**TEXTO FORNECIDO**:
O imperador fulminou, com a sua cólera, este projeto, numa proclamação violenta que foi largamente espalhada. Mas a impressão que esta proclamação produziu foi inteiramente desfavorável ao monarca; e tanto assim que d. Pedro, alarmando-se com a situação, deu a demissão aos seus ministros e chamou para o Conselho d'Estado representantes da maioria liberal. Assim ele pensava serenar os ânimos e resolver a crise; em breve, porém, compreendia que tal solução era impraticável do seu ponto de vista e dadas as suas tendências absolutistas.

**OBJETIVO DO EXERCÍCIO**:
No texto fornecido, o que d. Pedro fez ao se alarmar com a situação?

**TRECHOS DOS REGISTROS**:
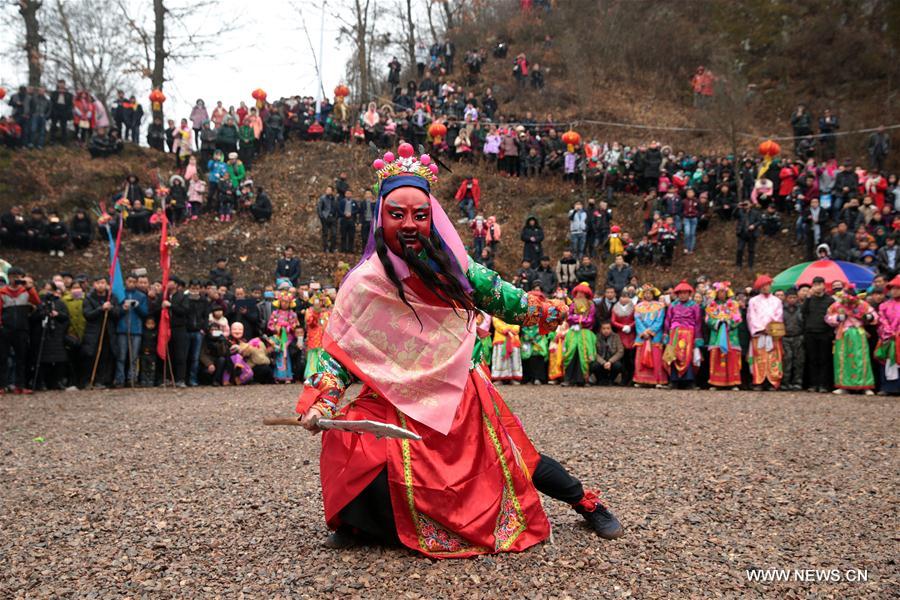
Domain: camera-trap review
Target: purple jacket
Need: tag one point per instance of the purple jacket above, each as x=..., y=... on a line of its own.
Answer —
x=685, y=315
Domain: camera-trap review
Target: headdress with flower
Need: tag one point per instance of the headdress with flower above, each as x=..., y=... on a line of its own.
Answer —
x=719, y=286
x=648, y=287
x=407, y=170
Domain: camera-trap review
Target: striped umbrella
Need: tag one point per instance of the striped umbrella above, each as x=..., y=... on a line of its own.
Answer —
x=830, y=270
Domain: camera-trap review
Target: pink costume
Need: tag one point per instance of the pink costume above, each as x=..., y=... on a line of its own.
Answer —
x=765, y=350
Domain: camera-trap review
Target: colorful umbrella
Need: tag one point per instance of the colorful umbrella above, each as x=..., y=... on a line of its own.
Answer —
x=830, y=270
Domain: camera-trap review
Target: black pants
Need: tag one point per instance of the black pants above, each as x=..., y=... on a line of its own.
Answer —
x=534, y=369
x=628, y=366
x=105, y=366
x=348, y=229
x=371, y=512
x=59, y=123
x=819, y=361
x=750, y=245
x=16, y=342
x=53, y=375
x=178, y=350
x=329, y=236
x=605, y=377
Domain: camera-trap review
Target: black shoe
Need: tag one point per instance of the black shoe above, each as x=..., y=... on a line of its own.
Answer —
x=341, y=539
x=604, y=523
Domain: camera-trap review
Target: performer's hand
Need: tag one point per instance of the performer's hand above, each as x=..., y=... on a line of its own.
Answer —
x=310, y=419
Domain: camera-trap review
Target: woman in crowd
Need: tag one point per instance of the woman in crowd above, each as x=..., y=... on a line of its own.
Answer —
x=580, y=341
x=723, y=315
x=649, y=321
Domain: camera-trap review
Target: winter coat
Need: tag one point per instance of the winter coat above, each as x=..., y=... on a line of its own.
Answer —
x=76, y=316
x=54, y=332
x=532, y=250
x=61, y=110
x=652, y=163
x=619, y=278
x=17, y=306
x=565, y=272
x=198, y=116
x=132, y=320
x=92, y=308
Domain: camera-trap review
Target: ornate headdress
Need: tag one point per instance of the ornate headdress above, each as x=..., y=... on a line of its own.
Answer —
x=405, y=164
x=720, y=286
x=421, y=172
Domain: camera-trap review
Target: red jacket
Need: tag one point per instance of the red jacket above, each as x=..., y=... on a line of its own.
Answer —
x=476, y=191
x=17, y=306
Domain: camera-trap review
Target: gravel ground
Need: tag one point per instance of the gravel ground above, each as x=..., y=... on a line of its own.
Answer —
x=165, y=494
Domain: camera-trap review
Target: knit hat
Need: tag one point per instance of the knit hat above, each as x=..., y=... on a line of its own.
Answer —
x=583, y=288
x=683, y=286
x=761, y=281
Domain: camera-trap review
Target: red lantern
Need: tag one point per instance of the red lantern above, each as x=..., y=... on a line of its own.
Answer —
x=156, y=100
x=769, y=149
x=437, y=131
x=259, y=95
x=571, y=139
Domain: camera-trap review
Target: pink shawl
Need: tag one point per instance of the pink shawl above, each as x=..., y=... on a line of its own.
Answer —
x=421, y=370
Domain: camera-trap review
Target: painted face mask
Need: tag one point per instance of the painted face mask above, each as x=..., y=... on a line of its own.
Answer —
x=405, y=215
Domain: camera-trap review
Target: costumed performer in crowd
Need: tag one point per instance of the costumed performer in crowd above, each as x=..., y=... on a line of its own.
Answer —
x=723, y=315
x=888, y=349
x=849, y=315
x=580, y=342
x=684, y=336
x=404, y=323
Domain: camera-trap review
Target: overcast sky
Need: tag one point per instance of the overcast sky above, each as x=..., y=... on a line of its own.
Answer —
x=269, y=51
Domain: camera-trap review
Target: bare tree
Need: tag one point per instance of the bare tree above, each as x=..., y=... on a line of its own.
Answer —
x=169, y=35
x=33, y=39
x=358, y=25
x=409, y=31
x=727, y=111
x=85, y=46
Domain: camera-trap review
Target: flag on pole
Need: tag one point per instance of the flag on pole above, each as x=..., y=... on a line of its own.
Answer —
x=116, y=283
x=165, y=326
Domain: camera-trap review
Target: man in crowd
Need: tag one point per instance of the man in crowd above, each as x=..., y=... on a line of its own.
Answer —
x=327, y=210
x=101, y=311
x=347, y=210
x=766, y=323
x=61, y=106
x=619, y=274
x=608, y=364
x=746, y=228
x=132, y=311
x=19, y=300
x=288, y=266
x=818, y=336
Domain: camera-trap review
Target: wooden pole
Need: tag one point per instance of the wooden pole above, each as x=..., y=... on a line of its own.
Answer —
x=99, y=348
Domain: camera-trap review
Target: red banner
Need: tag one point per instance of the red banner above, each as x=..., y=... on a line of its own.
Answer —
x=165, y=328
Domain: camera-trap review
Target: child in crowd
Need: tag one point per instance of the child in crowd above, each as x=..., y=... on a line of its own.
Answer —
x=148, y=358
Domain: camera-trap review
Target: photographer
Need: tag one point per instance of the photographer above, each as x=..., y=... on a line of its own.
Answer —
x=128, y=332
x=18, y=299
x=51, y=323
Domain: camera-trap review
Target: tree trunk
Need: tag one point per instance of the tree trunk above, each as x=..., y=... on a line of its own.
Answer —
x=78, y=82
x=410, y=38
x=28, y=9
x=362, y=54
x=158, y=76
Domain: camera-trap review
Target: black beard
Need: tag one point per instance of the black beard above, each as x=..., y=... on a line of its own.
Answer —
x=440, y=281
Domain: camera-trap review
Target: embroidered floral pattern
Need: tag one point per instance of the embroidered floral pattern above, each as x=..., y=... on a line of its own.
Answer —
x=434, y=538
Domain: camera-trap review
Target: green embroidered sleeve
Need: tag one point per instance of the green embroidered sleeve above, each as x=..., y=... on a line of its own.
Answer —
x=325, y=388
x=497, y=297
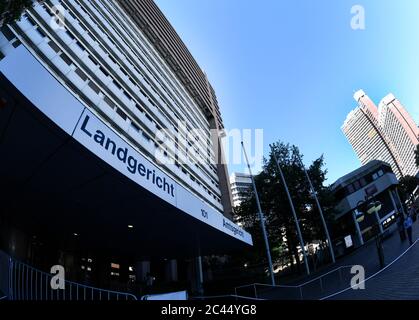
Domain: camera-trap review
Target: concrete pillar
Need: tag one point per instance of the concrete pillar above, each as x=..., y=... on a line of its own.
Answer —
x=400, y=201
x=393, y=201
x=195, y=276
x=200, y=275
x=357, y=228
x=171, y=271
x=141, y=270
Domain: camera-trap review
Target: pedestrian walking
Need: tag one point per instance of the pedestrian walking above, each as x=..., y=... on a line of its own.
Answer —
x=408, y=223
x=400, y=227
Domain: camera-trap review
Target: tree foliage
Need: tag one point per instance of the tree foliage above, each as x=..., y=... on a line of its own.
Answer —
x=280, y=223
x=12, y=10
x=407, y=185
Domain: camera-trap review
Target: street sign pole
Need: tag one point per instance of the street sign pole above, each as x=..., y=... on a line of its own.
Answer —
x=326, y=230
x=262, y=220
x=297, y=225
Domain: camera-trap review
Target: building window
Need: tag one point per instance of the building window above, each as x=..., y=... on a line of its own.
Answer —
x=121, y=113
x=94, y=87
x=66, y=59
x=54, y=46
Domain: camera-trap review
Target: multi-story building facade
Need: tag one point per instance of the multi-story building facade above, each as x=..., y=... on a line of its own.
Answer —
x=139, y=129
x=402, y=130
x=378, y=134
x=241, y=185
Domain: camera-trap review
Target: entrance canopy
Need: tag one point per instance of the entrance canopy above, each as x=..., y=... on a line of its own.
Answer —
x=59, y=181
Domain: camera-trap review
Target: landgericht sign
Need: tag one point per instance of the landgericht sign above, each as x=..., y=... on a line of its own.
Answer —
x=58, y=104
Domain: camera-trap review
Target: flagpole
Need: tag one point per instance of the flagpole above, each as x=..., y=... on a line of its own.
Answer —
x=262, y=220
x=326, y=230
x=297, y=225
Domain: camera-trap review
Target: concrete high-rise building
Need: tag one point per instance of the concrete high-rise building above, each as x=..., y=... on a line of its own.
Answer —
x=402, y=130
x=110, y=131
x=386, y=133
x=240, y=184
x=367, y=138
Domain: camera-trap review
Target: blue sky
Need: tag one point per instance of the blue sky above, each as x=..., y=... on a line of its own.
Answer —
x=291, y=67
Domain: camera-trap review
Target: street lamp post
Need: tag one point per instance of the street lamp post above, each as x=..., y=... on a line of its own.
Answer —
x=297, y=224
x=314, y=194
x=375, y=207
x=262, y=220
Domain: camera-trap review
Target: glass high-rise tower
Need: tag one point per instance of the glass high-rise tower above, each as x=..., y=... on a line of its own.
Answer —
x=387, y=133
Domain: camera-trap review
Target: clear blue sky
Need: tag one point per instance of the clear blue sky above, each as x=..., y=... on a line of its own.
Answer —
x=291, y=66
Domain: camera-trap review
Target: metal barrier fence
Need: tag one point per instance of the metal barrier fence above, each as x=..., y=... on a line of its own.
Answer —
x=30, y=284
x=227, y=297
x=313, y=289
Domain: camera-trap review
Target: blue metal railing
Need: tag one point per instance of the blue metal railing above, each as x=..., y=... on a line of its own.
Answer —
x=30, y=284
x=312, y=289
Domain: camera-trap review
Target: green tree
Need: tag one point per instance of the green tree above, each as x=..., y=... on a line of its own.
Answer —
x=12, y=10
x=280, y=223
x=407, y=185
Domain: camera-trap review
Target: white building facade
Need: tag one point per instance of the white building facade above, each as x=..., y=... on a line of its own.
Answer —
x=382, y=133
x=102, y=57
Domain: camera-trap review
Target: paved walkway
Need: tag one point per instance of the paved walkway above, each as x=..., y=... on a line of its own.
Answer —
x=399, y=279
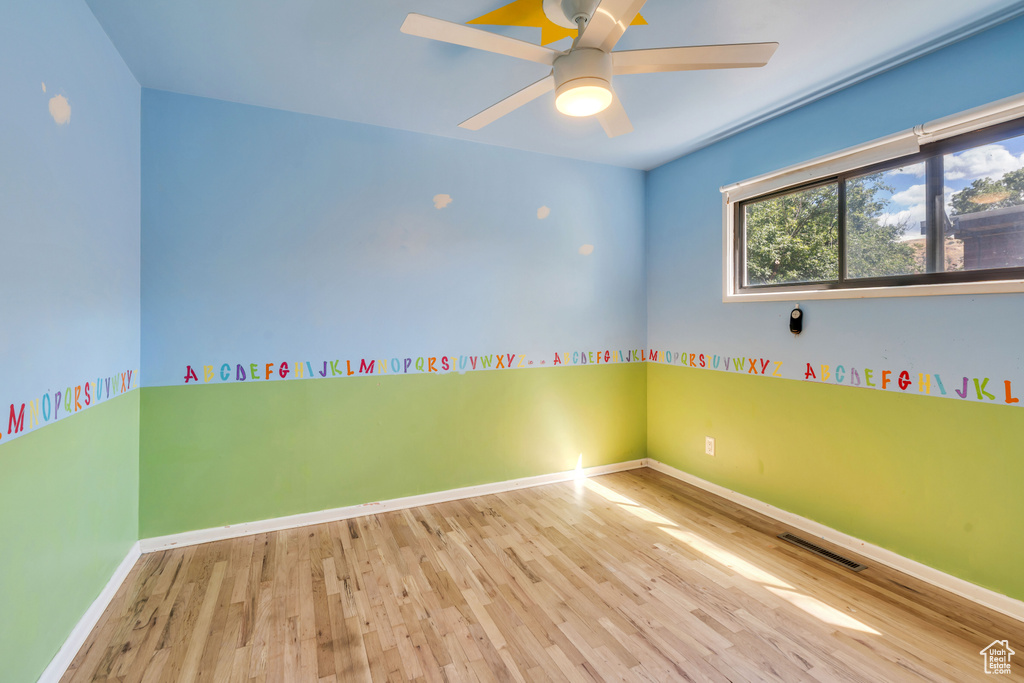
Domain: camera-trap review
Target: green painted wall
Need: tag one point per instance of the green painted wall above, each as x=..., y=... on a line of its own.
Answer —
x=69, y=498
x=213, y=455
x=934, y=479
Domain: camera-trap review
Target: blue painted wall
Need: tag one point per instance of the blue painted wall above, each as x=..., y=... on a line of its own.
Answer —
x=904, y=471
x=950, y=335
x=70, y=201
x=270, y=236
x=69, y=204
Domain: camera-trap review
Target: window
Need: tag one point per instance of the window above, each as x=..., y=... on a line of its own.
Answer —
x=952, y=212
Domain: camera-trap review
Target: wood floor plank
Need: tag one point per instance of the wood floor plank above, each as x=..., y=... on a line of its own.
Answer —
x=629, y=577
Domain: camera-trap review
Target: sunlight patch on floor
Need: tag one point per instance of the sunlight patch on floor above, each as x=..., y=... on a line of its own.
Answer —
x=776, y=586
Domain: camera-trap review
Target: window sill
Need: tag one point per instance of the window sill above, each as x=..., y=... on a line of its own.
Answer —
x=993, y=287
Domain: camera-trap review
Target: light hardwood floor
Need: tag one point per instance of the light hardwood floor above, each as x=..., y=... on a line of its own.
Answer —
x=631, y=577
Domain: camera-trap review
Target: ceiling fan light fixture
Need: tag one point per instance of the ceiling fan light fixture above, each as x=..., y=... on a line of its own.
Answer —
x=583, y=96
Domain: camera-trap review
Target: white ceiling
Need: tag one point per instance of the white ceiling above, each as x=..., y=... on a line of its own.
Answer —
x=348, y=60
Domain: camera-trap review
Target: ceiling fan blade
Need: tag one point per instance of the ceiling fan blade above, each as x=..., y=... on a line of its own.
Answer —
x=613, y=120
x=510, y=103
x=609, y=23
x=458, y=34
x=660, y=59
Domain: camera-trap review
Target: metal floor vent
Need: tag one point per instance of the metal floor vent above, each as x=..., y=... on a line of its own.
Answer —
x=827, y=554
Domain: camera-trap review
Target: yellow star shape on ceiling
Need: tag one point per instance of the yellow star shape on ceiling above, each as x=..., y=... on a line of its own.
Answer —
x=530, y=13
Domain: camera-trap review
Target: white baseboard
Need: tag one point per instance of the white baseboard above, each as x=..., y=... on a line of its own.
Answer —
x=965, y=589
x=58, y=665
x=336, y=514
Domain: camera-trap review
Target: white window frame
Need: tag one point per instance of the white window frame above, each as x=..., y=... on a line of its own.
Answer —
x=884, y=148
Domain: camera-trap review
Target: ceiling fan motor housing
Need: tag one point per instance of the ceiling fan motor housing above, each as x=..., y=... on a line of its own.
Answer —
x=585, y=66
x=565, y=12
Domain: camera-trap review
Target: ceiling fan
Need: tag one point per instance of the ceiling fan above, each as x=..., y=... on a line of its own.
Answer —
x=581, y=76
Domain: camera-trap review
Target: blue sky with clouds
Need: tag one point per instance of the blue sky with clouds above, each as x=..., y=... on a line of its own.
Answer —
x=906, y=203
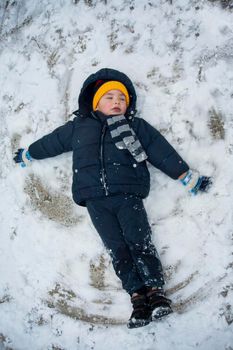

**RESPOSTA DO EXERCÍCIO**:
Demitiu os seus ministros e chamou para o Conselho d'Estado representantes da maioria liberal.